**Exercise brief**: Starting at the line that contains "Target: black backpack", quote each line exactly through the last line of the entries, both included.

**Supplied records**:
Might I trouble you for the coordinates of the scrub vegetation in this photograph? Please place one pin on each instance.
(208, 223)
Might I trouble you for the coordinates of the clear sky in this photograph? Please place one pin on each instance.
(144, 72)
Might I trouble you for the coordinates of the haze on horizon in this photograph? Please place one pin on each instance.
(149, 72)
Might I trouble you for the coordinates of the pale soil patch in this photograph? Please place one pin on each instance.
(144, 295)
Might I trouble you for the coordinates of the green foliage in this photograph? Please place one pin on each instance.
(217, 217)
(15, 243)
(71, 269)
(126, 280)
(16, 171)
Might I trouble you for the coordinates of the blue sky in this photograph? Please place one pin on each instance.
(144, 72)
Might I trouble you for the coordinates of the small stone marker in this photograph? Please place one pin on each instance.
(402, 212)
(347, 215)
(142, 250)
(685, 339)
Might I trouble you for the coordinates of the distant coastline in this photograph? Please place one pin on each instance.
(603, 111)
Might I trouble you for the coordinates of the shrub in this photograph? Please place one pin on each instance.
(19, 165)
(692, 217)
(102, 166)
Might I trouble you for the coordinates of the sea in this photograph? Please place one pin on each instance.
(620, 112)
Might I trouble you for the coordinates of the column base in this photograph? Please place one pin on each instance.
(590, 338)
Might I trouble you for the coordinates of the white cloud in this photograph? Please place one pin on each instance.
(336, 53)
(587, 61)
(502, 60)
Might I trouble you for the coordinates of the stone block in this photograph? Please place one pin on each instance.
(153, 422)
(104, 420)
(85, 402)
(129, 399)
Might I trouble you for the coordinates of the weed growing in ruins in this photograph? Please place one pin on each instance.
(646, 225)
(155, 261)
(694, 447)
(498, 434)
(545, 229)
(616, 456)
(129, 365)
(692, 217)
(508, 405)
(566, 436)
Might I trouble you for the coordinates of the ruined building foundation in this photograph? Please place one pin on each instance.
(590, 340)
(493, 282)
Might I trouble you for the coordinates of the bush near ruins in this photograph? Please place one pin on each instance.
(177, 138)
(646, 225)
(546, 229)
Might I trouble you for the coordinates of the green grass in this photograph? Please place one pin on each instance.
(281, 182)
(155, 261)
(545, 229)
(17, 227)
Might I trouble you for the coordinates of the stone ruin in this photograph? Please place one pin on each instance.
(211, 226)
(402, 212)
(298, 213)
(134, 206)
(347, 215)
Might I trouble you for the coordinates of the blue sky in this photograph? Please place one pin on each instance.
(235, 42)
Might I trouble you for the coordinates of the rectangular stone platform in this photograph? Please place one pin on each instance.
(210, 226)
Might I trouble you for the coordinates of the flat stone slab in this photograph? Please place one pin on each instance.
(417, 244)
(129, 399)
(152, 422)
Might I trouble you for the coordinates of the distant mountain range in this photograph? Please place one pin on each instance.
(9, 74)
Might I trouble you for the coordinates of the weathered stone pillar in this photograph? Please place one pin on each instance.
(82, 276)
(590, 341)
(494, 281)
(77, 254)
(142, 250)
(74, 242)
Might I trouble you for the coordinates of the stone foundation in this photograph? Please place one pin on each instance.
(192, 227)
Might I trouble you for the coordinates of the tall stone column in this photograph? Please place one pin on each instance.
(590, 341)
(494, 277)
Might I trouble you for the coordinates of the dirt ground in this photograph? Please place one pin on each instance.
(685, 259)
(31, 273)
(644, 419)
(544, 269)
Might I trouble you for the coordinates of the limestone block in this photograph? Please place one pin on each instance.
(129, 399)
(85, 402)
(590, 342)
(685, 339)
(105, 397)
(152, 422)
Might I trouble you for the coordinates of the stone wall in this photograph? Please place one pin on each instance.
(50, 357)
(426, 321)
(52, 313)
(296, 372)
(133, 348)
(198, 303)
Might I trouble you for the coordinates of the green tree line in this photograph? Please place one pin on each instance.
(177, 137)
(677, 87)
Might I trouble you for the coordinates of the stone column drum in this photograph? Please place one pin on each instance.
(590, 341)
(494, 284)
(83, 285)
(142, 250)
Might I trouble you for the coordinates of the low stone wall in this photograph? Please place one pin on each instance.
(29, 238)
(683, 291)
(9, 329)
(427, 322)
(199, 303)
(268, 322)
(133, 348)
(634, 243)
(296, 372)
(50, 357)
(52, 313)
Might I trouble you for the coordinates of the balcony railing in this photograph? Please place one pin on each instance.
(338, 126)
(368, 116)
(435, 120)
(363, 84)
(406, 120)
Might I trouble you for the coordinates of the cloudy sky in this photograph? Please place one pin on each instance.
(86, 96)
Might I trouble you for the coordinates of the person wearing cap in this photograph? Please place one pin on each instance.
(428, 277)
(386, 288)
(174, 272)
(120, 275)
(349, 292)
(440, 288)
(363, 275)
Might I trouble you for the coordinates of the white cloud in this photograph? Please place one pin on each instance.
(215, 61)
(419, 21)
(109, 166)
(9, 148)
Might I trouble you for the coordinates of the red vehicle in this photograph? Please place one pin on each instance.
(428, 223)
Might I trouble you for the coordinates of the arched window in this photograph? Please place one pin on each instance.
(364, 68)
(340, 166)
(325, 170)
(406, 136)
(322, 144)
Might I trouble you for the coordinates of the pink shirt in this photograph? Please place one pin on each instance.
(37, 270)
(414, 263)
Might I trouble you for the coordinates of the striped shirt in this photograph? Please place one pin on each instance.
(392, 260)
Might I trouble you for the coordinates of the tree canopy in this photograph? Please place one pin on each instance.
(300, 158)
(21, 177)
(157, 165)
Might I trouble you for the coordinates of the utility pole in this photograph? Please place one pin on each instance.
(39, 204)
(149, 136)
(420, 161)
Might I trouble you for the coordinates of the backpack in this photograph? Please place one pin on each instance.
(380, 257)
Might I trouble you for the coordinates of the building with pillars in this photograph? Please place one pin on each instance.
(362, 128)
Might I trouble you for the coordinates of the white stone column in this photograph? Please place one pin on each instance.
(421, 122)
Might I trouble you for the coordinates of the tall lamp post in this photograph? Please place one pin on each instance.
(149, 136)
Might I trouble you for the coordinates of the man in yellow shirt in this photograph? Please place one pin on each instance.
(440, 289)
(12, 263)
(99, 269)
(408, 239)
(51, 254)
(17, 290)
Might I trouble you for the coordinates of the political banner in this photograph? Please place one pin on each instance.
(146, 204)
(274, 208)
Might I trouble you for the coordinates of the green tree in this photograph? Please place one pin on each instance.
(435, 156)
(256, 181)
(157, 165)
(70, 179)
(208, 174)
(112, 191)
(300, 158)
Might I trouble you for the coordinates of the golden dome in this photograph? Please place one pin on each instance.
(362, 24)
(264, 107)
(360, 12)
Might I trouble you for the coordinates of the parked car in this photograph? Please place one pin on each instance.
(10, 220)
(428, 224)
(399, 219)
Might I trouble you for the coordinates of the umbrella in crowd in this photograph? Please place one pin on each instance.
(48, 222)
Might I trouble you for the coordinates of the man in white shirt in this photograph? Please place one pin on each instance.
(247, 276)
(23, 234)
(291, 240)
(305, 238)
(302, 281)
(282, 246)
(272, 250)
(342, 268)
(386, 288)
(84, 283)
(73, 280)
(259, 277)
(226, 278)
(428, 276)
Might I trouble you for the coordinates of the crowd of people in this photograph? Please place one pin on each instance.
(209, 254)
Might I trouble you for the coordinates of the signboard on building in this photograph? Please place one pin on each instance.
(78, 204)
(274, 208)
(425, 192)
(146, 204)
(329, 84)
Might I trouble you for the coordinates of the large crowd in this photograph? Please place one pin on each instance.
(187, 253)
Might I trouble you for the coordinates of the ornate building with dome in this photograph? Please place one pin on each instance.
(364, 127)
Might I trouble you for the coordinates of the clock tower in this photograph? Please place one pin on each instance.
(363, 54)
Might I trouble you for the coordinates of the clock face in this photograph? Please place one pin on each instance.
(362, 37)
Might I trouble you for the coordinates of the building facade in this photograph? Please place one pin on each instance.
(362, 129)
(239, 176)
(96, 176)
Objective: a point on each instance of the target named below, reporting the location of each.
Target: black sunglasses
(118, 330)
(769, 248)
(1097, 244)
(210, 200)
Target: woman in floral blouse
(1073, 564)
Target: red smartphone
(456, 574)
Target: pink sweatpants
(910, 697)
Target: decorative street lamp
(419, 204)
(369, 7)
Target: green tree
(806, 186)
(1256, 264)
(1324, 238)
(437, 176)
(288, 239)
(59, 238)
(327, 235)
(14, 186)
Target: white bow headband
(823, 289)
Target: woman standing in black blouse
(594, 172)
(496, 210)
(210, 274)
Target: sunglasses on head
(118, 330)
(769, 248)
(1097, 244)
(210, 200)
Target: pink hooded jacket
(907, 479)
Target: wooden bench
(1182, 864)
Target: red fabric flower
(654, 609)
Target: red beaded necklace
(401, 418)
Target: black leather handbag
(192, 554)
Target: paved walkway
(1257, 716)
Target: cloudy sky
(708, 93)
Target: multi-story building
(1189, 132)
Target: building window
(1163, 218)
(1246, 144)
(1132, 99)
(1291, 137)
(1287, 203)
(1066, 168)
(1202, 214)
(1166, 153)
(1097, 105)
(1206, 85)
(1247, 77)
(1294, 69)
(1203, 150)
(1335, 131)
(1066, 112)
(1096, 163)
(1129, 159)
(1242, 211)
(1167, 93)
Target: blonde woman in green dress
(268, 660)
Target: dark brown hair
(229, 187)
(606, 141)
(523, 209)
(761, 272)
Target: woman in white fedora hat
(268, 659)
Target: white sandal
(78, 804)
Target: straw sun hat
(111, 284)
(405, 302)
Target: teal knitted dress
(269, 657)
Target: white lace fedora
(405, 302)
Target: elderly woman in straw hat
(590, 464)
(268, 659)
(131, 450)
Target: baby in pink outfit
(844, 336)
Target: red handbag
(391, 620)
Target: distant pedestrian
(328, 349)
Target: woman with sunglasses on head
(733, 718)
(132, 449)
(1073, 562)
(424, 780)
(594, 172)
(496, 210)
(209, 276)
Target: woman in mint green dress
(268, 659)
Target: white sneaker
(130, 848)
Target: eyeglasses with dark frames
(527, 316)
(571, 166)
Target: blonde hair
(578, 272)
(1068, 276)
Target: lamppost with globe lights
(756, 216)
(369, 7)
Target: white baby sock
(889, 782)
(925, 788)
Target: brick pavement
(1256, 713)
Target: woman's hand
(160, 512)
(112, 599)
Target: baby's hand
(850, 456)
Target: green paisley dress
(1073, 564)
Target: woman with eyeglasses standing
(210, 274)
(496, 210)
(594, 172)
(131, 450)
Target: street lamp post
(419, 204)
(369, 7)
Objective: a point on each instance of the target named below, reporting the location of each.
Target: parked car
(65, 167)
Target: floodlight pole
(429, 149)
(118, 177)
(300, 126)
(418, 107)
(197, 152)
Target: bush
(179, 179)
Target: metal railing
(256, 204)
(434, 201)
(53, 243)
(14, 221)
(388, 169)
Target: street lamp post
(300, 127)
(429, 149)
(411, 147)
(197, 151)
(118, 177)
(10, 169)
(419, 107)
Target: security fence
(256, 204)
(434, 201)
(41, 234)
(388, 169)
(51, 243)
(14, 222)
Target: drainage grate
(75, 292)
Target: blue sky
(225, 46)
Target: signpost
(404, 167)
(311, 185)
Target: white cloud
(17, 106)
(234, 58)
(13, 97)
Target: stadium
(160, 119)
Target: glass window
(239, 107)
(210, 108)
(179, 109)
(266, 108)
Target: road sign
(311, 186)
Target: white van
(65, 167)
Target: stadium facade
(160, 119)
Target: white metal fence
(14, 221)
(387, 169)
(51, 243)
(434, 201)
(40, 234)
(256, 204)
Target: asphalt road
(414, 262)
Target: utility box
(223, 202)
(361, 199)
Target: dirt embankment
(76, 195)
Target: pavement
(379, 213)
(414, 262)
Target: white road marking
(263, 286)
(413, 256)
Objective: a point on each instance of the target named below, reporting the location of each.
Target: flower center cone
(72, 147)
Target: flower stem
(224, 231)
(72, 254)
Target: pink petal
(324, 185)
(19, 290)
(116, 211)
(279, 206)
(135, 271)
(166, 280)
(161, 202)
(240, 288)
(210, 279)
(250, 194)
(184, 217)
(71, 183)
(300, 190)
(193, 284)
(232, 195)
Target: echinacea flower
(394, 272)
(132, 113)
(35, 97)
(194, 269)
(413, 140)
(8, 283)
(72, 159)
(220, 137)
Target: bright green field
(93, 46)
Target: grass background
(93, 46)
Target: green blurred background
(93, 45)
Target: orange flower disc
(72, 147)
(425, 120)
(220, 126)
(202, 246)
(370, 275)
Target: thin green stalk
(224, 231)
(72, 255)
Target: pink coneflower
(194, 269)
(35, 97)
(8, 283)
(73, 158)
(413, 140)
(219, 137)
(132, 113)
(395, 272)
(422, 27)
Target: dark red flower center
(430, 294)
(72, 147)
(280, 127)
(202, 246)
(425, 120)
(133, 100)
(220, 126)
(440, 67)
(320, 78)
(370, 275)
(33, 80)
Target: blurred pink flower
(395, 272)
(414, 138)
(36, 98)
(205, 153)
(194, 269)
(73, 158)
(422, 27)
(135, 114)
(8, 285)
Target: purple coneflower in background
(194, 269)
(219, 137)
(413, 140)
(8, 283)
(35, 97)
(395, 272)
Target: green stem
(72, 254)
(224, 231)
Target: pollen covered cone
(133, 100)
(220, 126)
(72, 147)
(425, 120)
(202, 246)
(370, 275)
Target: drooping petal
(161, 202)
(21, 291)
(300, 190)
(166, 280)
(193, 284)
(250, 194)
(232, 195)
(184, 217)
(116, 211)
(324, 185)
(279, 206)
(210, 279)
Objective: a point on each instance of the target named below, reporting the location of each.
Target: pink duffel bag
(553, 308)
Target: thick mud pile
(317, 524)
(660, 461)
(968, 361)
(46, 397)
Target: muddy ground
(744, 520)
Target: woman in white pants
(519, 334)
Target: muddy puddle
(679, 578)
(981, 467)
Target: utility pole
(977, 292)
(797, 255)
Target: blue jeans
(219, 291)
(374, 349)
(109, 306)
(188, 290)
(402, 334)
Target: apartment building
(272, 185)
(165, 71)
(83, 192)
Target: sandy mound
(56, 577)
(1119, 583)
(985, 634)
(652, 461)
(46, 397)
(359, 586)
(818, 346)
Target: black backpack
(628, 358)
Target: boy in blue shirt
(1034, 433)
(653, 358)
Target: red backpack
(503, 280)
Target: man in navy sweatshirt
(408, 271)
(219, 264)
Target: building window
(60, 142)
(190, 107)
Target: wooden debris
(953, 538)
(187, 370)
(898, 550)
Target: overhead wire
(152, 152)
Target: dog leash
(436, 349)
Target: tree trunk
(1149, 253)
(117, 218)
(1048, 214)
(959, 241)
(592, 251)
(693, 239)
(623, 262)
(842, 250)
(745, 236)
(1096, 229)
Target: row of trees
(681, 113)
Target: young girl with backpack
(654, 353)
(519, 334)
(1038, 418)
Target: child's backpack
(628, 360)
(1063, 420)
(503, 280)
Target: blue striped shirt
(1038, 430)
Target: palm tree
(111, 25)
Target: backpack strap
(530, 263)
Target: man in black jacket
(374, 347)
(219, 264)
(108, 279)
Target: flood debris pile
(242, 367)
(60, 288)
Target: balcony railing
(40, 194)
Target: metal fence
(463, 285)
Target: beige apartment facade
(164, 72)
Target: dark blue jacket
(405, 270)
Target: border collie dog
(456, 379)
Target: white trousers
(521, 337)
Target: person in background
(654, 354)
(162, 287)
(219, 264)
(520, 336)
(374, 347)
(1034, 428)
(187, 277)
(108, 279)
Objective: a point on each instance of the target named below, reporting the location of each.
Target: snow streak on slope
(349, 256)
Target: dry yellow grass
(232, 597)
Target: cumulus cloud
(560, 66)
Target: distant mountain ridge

**Response to this task**:
Target: black backpack
(628, 358)
Target: boy in blue shirt
(1034, 433)
(653, 358)
Target: red backpack
(503, 280)
Target: man in navy sweatshirt
(408, 271)
(219, 264)
Target: building window
(60, 142)
(190, 107)
Target: wooden debris
(953, 538)
(187, 370)
(898, 550)
Target: overhead wire
(152, 152)
Target: dog leash
(436, 349)
Target: tree trunk
(1149, 253)
(117, 218)
(1048, 214)
(959, 241)
(592, 251)
(693, 239)
(623, 262)
(842, 250)
(745, 236)
(1096, 229)
Target: row of trees
(681, 113)
Target: young girl with backpack
(654, 353)
(519, 334)
(1038, 418)
Target: child's backpack
(628, 360)
(1063, 420)
(503, 280)
Target: blue striped shirt
(1038, 430)
Target: palm tree
(111, 25)
Target: backpack strap
(530, 263)
Target: man in black jacket
(374, 347)
(219, 264)
(108, 279)
Target: flood debris pile
(242, 367)
(60, 288)
Target: balcony railing
(40, 194)
Target: metal fence
(463, 285)
Target: beige apartment facade
(164, 72)
Target: dark blue jacket
(405, 270)
Target: border collie dog
(456, 379)
Target: white trousers
(521, 337)
Target: person in background
(654, 354)
(162, 287)
(219, 264)
(520, 336)
(374, 347)
(1034, 428)
(187, 277)
(108, 279)
Objective: a point on each instance of the target named below, reporting the location of each.
Target: snow streak on slope
(349, 256)
Target: dry yellow grass
(232, 597)
Target: cumulus cloud
(560, 66)
Target: distant mountain ridge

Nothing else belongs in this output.